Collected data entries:

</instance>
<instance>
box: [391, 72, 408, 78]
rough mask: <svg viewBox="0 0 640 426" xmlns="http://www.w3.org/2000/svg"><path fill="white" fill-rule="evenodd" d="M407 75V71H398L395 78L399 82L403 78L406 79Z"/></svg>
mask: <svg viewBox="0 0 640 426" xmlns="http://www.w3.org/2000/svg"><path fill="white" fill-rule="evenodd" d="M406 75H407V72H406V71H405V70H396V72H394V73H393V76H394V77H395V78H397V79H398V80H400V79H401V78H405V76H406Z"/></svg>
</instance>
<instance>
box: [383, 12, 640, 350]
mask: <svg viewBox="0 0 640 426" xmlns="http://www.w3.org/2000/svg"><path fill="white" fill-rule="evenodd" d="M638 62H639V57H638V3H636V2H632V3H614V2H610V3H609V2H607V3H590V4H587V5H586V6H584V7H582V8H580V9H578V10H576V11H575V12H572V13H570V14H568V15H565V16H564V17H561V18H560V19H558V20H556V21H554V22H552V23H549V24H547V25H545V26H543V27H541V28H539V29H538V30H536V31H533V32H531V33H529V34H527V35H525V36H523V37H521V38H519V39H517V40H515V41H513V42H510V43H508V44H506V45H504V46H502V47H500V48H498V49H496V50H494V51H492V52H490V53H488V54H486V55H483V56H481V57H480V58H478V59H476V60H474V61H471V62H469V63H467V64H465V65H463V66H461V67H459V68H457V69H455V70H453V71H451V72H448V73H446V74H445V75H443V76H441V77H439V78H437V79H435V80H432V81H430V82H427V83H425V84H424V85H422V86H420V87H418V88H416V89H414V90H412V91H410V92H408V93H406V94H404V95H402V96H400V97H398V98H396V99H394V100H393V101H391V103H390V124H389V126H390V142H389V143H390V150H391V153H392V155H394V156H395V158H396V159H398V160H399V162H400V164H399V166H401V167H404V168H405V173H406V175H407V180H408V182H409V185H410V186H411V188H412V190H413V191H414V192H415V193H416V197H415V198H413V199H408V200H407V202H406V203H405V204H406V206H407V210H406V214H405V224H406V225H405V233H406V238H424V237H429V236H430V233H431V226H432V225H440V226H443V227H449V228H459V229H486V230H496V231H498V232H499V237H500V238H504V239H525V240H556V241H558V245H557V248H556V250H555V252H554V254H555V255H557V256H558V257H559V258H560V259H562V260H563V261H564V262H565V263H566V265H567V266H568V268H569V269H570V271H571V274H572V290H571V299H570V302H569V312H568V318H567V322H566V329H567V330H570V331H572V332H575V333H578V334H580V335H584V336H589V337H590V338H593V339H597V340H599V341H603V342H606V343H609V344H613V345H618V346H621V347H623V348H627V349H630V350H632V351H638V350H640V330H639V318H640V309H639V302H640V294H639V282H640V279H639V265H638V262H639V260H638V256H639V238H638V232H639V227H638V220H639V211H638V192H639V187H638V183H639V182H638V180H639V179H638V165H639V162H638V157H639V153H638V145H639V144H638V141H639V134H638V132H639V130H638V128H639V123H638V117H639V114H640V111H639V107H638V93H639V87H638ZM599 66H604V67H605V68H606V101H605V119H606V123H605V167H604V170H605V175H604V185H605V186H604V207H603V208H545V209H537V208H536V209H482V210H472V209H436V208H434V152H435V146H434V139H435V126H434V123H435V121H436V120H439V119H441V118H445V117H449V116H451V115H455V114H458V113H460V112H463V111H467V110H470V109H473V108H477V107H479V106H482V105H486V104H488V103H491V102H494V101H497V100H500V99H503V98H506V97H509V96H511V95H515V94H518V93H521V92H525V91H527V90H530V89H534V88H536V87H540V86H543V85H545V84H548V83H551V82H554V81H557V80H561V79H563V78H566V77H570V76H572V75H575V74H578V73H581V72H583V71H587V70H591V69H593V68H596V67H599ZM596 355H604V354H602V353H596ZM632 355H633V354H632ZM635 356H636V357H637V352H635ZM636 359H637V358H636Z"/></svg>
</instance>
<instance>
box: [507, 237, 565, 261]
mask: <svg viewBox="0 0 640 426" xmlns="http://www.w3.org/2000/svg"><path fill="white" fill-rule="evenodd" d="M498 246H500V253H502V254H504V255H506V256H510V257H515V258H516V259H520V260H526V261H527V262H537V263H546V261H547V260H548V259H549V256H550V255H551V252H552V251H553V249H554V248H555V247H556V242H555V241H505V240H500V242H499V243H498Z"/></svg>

- _Brief_: Return every line of the entries above without changing anything.

- _Response for this exercise_:
</instance>
<instance>
box: [391, 72, 408, 78]
rough mask: <svg viewBox="0 0 640 426" xmlns="http://www.w3.org/2000/svg"><path fill="white" fill-rule="evenodd" d="M407 75V71H398L395 78L399 82L403 78L406 79Z"/></svg>
mask: <svg viewBox="0 0 640 426" xmlns="http://www.w3.org/2000/svg"><path fill="white" fill-rule="evenodd" d="M406 75H407V72H406V71H405V70H396V72H394V73H393V76H394V77H395V78H397V79H398V80H400V79H401V78H405V76H406Z"/></svg>
</instance>
<instance>
box: [383, 12, 640, 350]
mask: <svg viewBox="0 0 640 426" xmlns="http://www.w3.org/2000/svg"><path fill="white" fill-rule="evenodd" d="M638 62H639V57H638V3H636V2H632V3H614V2H610V3H609V2H607V3H590V4H587V5H586V6H584V7H582V8H580V9H578V10H576V11H575V12H572V13H570V14H568V15H565V16H564V17H561V18H560V19H558V20H556V21H554V22H552V23H549V24H547V25H545V26H543V27H541V28H539V29H538V30H536V31H533V32H531V33H529V34H527V35H525V36H523V37H521V38H519V39H517V40H515V41H513V42H510V43H508V44H506V45H504V46H502V47H500V48H498V49H496V50H494V51H492V52H490V53H488V54H486V55H483V56H481V57H480V58H478V59H476V60H474V61H471V62H469V63H467V64H465V65H463V66H461V67H459V68H457V69H455V70H453V71H451V72H448V73H446V74H445V75H443V76H441V77H439V78H437V79H435V80H432V81H430V82H427V83H425V84H424V85H422V86H420V87H418V88H416V89H414V90H412V91H410V92H408V93H406V94H404V95H402V96H400V97H398V98H396V99H394V100H393V101H391V103H390V124H389V126H390V142H389V143H390V150H391V153H392V155H394V156H395V158H396V159H398V160H399V162H400V164H399V166H401V167H404V168H405V173H406V175H407V180H408V182H409V185H410V186H411V188H412V190H413V191H414V192H415V193H416V197H415V198H413V199H408V200H407V202H406V203H405V204H406V206H407V210H406V214H405V224H406V225H405V233H406V238H424V237H429V236H430V233H431V226H432V225H440V226H443V227H449V228H459V229H486V230H496V231H498V232H499V237H500V238H504V239H525V240H556V241H558V245H557V248H556V250H555V252H554V254H555V255H557V256H558V257H559V258H560V259H562V260H563V261H564V262H565V263H566V265H567V266H568V268H569V269H570V271H571V274H572V290H571V299H570V302H569V312H568V318H567V322H566V329H567V330H570V331H572V332H575V333H578V334H580V335H584V336H589V337H590V338H593V339H597V340H599V341H603V342H606V343H609V344H613V345H618V346H621V347H623V348H627V349H630V350H632V351H638V350H640V330H639V318H640V309H639V302H640V294H639V282H640V279H639V265H638V262H639V260H638V256H639V238H638V232H639V227H638V220H639V211H638V192H639V187H638V183H639V182H638V180H639V179H638V165H639V162H638V157H639V153H638V145H639V144H638V141H639V134H638V132H639V130H638V128H639V123H638V117H639V114H640V111H639V107H638V93H639V87H638ZM599 66H604V67H605V68H606V101H605V119H606V123H605V167H604V170H605V175H604V185H605V186H604V207H603V208H545V209H537V208H536V209H482V210H472V209H436V208H434V152H435V146H434V139H435V126H434V123H435V121H436V120H439V119H441V118H445V117H449V116H451V115H455V114H458V113H460V112H463V111H467V110H470V109H473V108H477V107H479V106H482V105H486V104H488V103H491V102H494V101H497V100H500V99H503V98H506V97H509V96H511V95H515V94H518V93H521V92H525V91H527V90H530V89H534V88H536V87H540V86H543V85H545V84H548V83H551V82H554V81H557V80H561V79H563V78H566V77H570V76H572V75H575V74H578V73H581V72H583V71H587V70H591V69H593V68H596V67H599ZM596 355H604V354H602V353H596ZM632 355H633V354H632ZM635 356H636V357H637V352H635ZM636 359H637V358H636Z"/></svg>
</instance>
<instance>
box: [507, 237, 565, 261]
mask: <svg viewBox="0 0 640 426" xmlns="http://www.w3.org/2000/svg"><path fill="white" fill-rule="evenodd" d="M498 246H500V253H502V254H504V255H506V256H510V257H515V258H516V259H520V260H526V261H527V262H537V263H546V261H547V260H548V259H549V256H550V255H551V252H552V251H553V249H554V248H555V247H556V242H555V241H505V240H500V242H499V243H498Z"/></svg>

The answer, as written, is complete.